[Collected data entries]
• • •
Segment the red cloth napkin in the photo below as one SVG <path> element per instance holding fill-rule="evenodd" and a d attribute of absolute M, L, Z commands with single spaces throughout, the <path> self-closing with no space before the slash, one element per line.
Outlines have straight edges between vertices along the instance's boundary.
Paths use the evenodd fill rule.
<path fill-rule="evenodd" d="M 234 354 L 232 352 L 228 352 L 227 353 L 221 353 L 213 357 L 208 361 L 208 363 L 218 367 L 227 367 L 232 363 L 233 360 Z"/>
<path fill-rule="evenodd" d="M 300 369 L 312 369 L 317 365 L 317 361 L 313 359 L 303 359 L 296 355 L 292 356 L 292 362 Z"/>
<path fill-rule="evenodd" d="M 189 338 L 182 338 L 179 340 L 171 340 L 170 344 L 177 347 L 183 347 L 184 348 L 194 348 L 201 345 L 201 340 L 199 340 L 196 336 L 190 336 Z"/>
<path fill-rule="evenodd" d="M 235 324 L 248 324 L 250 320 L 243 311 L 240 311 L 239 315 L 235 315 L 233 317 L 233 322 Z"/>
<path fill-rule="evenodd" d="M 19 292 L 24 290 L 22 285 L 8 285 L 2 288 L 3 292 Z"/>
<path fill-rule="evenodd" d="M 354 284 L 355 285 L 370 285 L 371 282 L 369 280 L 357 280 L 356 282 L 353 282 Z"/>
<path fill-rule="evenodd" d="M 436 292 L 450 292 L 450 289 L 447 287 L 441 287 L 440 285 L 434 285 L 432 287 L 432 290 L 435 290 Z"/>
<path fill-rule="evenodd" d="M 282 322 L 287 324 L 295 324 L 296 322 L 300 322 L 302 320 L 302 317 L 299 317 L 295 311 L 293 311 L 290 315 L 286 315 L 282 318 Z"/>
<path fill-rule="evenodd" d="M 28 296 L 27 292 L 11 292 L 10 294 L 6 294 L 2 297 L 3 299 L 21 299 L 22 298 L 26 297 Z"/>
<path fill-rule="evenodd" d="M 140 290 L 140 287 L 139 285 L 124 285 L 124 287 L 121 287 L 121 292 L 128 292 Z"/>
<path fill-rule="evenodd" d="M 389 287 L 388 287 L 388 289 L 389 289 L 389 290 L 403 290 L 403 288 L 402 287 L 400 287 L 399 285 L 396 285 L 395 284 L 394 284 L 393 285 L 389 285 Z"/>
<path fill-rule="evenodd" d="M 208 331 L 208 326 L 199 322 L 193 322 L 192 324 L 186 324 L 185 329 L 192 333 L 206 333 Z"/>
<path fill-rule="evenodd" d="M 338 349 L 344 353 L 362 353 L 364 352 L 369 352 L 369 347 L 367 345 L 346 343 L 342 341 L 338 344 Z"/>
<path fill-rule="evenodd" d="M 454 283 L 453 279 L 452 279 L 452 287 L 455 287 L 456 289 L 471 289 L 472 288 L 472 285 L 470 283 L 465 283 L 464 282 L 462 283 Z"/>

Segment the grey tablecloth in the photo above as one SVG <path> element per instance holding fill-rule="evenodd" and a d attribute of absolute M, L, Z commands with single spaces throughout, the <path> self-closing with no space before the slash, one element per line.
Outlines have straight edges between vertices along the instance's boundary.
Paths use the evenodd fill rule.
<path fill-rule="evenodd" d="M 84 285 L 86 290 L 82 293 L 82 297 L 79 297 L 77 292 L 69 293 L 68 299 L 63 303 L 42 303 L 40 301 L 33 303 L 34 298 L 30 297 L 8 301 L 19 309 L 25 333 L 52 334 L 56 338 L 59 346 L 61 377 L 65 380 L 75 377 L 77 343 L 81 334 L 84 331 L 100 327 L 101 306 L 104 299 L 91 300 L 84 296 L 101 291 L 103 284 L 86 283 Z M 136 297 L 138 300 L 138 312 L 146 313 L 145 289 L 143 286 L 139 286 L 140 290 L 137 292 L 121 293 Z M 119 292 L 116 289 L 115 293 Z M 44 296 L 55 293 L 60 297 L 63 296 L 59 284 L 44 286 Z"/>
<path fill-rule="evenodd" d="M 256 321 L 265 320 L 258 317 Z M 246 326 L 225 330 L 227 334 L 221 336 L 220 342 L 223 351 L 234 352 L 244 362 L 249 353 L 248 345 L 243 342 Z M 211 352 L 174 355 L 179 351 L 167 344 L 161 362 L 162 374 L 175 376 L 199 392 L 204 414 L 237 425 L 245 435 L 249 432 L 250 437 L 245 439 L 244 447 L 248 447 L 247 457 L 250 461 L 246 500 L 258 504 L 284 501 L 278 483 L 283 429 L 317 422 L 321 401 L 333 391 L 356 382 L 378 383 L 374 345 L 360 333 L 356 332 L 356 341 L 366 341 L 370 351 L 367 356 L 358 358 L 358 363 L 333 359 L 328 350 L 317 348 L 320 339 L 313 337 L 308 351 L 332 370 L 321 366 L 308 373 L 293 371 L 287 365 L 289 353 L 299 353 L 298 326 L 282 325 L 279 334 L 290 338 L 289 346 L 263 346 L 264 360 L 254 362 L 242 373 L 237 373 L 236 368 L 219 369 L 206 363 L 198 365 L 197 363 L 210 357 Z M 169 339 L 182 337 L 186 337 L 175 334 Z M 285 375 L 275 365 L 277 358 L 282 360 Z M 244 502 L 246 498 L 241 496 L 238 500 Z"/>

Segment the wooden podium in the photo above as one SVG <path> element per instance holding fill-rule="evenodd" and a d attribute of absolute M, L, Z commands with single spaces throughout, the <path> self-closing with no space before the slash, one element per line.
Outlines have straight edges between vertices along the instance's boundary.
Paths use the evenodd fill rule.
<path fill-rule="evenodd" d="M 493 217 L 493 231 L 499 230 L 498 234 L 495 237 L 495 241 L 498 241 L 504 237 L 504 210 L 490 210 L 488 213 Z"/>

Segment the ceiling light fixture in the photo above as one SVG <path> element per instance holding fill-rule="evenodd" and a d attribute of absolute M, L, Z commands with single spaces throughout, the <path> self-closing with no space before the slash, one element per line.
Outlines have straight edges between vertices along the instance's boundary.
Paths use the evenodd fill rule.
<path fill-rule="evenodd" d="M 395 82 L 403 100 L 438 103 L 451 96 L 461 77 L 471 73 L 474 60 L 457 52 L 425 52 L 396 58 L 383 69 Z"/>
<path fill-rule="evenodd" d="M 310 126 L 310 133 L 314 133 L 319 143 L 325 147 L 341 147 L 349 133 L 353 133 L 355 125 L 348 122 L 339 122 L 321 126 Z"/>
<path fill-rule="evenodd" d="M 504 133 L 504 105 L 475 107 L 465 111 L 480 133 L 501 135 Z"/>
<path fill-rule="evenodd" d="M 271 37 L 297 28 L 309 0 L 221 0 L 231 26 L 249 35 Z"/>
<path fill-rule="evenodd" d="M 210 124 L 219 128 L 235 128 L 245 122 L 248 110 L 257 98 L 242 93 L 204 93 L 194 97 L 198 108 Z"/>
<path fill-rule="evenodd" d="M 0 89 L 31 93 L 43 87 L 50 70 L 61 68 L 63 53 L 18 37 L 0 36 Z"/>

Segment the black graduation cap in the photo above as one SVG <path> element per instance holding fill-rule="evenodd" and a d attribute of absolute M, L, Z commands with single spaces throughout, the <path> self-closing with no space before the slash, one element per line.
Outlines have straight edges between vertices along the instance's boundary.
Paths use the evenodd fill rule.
• • •
Exercise task:
Please quote word for word the stretch of the listing above from the line containing "Segment the black" through the end of the listing.

Right answer:
Segment the black graduation cap in the photo above as one SVG <path> element per instance holding fill-rule="evenodd" and a d attribute of absolute M, L, Z commands with single spaces throughout, the <path> self-closing with no space before the slash, one element per line.
Outlines have straight edges between vertices along the instance's boundary.
Paths use the evenodd fill rule.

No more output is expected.